[Opening Task input section]

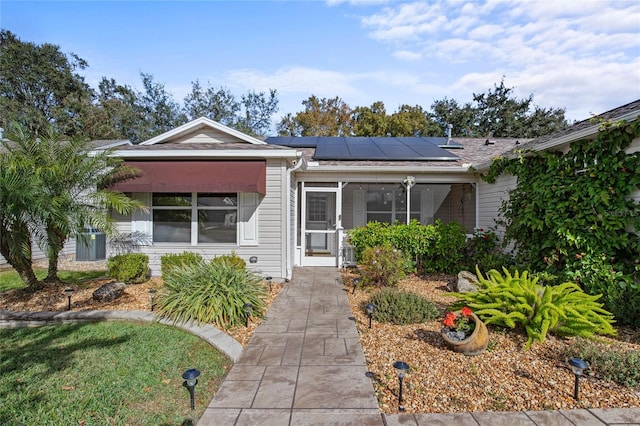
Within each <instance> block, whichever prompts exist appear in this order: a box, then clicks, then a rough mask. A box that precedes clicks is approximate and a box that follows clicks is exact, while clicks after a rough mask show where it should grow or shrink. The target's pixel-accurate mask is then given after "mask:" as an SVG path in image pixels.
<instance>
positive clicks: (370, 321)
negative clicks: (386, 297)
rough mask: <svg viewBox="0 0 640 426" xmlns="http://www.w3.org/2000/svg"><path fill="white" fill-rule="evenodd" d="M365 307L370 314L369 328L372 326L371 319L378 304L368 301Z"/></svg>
mask: <svg viewBox="0 0 640 426" xmlns="http://www.w3.org/2000/svg"><path fill="white" fill-rule="evenodd" d="M365 309H366V310H367V314H369V328H371V319H372V318H373V311H374V310H375V309H376V305H374V304H373V303H367V306H365Z"/></svg>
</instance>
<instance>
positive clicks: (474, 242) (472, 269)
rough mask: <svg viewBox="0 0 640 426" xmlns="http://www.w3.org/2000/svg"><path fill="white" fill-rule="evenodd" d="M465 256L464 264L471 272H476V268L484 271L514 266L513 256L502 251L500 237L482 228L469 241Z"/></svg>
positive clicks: (466, 247) (468, 240)
mask: <svg viewBox="0 0 640 426" xmlns="http://www.w3.org/2000/svg"><path fill="white" fill-rule="evenodd" d="M463 254H464V257H463V259H462V264H463V265H464V267H465V269H467V270H469V271H473V270H475V268H476V266H477V267H478V268H479V269H480V270H482V271H490V270H491V269H496V270H501V269H502V268H503V267H509V266H510V265H512V264H513V259H512V258H511V256H510V255H508V254H506V253H504V252H503V251H502V249H501V247H500V244H499V240H498V235H496V233H495V232H493V231H485V230H484V229H482V228H480V229H477V230H476V231H475V232H474V233H473V236H472V237H471V238H469V239H467V241H466V242H465V245H464V250H463Z"/></svg>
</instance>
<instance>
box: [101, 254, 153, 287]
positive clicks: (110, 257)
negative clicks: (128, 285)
mask: <svg viewBox="0 0 640 426" xmlns="http://www.w3.org/2000/svg"><path fill="white" fill-rule="evenodd" d="M107 269H108V274H109V276H110V277H111V278H113V279H116V280H118V281H122V282H125V283H127V284H136V283H141V282H144V281H146V280H147V275H148V273H149V256H147V255H146V254H142V253H127V254H119V255H116V256H111V257H110V258H109V259H108V260H107Z"/></svg>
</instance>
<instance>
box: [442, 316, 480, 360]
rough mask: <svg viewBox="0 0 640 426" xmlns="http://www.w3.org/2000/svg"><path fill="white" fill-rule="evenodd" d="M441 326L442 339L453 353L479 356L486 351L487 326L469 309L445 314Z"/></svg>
mask: <svg viewBox="0 0 640 426" xmlns="http://www.w3.org/2000/svg"><path fill="white" fill-rule="evenodd" d="M442 325H443V327H442V331H441V334H442V338H443V339H444V341H445V342H446V344H447V346H449V348H451V349H452V350H453V351H455V352H460V353H463V354H465V355H469V356H471V355H480V354H481V353H482V352H484V351H485V350H486V349H487V345H488V344H489V332H488V331H487V326H486V325H485V324H484V323H483V322H482V321H481V320H480V318H478V316H476V314H474V313H473V311H472V310H471V309H470V308H469V307H467V306H465V307H463V308H462V309H461V310H459V311H456V312H450V311H449V312H447V313H446V314H445V316H444V320H443V321H442Z"/></svg>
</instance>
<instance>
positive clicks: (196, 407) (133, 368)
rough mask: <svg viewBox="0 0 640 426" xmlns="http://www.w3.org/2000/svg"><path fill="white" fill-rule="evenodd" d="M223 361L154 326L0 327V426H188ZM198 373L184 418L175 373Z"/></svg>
mask: <svg viewBox="0 0 640 426" xmlns="http://www.w3.org/2000/svg"><path fill="white" fill-rule="evenodd" d="M230 367H231V361H230V360H229V359H228V358H227V357H225V356H224V354H222V353H220V352H219V351H218V350H216V349H215V348H213V347H212V346H210V345H209V344H208V343H206V342H205V341H203V340H201V339H199V338H198V337H196V336H193V335H191V334H188V333H185V332H183V331H181V330H179V329H176V328H173V327H169V326H164V325H161V324H146V323H134V322H121V321H111V322H98V323H83V324H67V325H59V326H46V327H38V328H20V329H0V371H1V372H2V374H0V401H2V403H0V424H7V425H9V424H11V425H22V424H24V425H35V424H46V425H78V424H81V425H86V426H89V425H181V424H184V425H187V424H192V423H193V424H195V422H196V421H197V419H198V418H199V417H200V416H201V415H202V413H203V411H204V409H205V408H206V406H207V404H208V403H209V401H210V399H211V398H212V397H213V395H214V393H215V390H216V389H217V388H218V386H219V384H220V382H221V380H222V379H223V377H224V375H225V374H226V371H227V370H228V369H229V368H230ZM189 368H197V369H199V370H200V371H201V373H202V374H201V376H200V378H199V379H198V384H197V386H196V390H195V395H196V403H195V406H196V410H195V412H193V413H191V410H190V404H189V392H188V390H187V389H186V388H185V387H183V386H182V384H183V380H182V378H181V375H182V373H183V372H184V371H185V370H187V369H189Z"/></svg>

[Closing Task input section]

**Aim of the task**
Can you update the records, starting at their beginning and ending at the line that contains "negative clicks: (386, 297)", so that "approximate" becomes "loose" and nothing else changes? Leave the picture out.

**Your solution**
Within each <instance> block, whichever prompts exist appear in this order: a box, then clicks, then a rough mask. A box that precedes clicks is loose and a box that follows clicks is exact, while clicks after a rough mask show where it should grow or shrink. The target's pixel-accurate mask is then given after "mask:" as an SVG path in image pixels.
<instance>
positive clicks: (370, 321)
negative clicks: (386, 297)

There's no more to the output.